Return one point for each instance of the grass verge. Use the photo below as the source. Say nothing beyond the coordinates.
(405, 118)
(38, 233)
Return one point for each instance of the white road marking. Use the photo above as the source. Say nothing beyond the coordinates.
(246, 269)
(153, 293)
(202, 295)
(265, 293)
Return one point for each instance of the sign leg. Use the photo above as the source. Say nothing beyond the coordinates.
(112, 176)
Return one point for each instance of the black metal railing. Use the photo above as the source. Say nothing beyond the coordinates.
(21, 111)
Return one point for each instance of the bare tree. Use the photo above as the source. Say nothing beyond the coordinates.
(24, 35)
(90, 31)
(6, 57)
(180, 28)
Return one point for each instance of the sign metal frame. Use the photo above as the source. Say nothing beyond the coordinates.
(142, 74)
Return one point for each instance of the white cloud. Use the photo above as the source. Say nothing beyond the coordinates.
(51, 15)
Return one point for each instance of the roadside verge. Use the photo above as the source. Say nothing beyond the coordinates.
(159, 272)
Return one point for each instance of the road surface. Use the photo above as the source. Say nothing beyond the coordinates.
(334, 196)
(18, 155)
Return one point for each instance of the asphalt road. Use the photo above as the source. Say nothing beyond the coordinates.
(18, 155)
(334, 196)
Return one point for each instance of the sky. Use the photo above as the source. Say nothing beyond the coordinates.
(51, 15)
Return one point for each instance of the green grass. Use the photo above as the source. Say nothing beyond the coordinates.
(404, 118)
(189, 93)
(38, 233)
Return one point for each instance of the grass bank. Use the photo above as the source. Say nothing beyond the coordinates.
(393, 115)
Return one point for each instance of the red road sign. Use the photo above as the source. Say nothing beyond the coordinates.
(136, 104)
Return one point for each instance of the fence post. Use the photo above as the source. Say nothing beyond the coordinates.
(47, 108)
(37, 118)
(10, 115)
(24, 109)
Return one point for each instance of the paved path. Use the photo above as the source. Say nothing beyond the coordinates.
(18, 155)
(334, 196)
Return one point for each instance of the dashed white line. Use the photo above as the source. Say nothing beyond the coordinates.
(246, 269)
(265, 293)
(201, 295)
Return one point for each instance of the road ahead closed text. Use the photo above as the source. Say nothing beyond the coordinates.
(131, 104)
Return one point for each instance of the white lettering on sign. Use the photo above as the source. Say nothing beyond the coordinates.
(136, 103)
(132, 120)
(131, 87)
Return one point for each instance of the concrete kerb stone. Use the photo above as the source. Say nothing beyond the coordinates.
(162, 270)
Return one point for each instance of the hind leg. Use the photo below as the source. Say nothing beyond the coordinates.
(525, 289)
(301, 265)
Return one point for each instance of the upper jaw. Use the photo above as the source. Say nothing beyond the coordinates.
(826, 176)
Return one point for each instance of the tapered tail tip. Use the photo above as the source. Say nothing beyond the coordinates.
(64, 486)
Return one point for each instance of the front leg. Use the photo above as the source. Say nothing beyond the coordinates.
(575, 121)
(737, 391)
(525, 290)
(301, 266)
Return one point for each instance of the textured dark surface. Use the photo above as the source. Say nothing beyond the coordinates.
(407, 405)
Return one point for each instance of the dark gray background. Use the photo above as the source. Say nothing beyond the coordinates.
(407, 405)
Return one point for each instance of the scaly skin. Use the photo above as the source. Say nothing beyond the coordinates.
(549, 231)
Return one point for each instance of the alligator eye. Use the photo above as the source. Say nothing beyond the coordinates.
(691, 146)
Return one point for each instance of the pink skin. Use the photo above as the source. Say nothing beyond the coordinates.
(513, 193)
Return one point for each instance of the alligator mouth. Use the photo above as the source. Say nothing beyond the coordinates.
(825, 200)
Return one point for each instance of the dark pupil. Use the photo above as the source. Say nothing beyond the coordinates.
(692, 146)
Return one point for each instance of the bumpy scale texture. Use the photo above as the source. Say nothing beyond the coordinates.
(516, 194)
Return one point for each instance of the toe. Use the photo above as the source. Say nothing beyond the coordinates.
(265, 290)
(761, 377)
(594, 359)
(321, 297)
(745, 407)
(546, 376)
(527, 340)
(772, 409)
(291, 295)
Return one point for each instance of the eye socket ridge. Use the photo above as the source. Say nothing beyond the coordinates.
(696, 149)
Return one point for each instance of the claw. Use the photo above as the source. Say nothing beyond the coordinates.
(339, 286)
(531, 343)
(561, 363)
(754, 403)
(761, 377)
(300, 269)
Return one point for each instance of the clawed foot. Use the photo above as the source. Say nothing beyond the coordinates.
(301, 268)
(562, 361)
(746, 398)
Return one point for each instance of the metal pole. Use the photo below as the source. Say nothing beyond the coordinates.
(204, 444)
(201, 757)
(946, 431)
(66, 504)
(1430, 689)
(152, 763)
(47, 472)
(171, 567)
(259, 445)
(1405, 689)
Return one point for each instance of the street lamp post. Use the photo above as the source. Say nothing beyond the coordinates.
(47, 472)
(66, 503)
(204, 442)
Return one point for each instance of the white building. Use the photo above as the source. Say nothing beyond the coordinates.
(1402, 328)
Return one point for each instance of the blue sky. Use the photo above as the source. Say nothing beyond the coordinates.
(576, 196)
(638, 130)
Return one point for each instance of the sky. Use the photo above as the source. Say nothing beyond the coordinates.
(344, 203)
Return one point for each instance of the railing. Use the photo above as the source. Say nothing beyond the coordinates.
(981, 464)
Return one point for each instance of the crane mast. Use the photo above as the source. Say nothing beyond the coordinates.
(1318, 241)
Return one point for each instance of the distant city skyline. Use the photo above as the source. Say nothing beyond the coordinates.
***
• _Task objective_
Give back the lines of the listing from the one with "Return one point for each instance of the clawed" through the end, both included, exactly as written and with nothing added.

• _Reply to the exercise_
Return one point for each instance of the clawed foot. Use the photo above as the source. Say nothing beyond the coordinates.
(301, 268)
(562, 361)
(746, 398)
Return one point for each instance of the metal pole. Use the photo below as the source. Say nothing beyond the coordinates.
(204, 444)
(201, 757)
(946, 431)
(66, 504)
(1430, 689)
(152, 763)
(47, 472)
(171, 567)
(259, 445)
(1405, 689)
Return one point for each instance of the street lamp post. Use the photo above as the source. Say nothing beyond the coordinates.
(47, 472)
(66, 503)
(204, 442)
Return one point for each instance of the white building. Use the photo above as the source. Say nothing beyond the coordinates.
(1402, 328)
Return one point for each instance of the blue sky. Use the photo above as the source. Say nothing beyond the coordinates.
(576, 196)
(638, 130)
Return one point for each instance of the sky. Use the photo above as the source. Say nothing beyond the coordinates.
(344, 203)
Return one point for each instance of the railing. Use the photo above as the source. Say nothing beyond the coordinates.
(981, 464)
Return one point for each instance of the crane mast. Use the photo above as the source. Say nothing beyond the coordinates.
(1318, 241)
Return one point for each instance of the distant city skyline. Use the photo above as the source. Say nothing beyond the coordinates.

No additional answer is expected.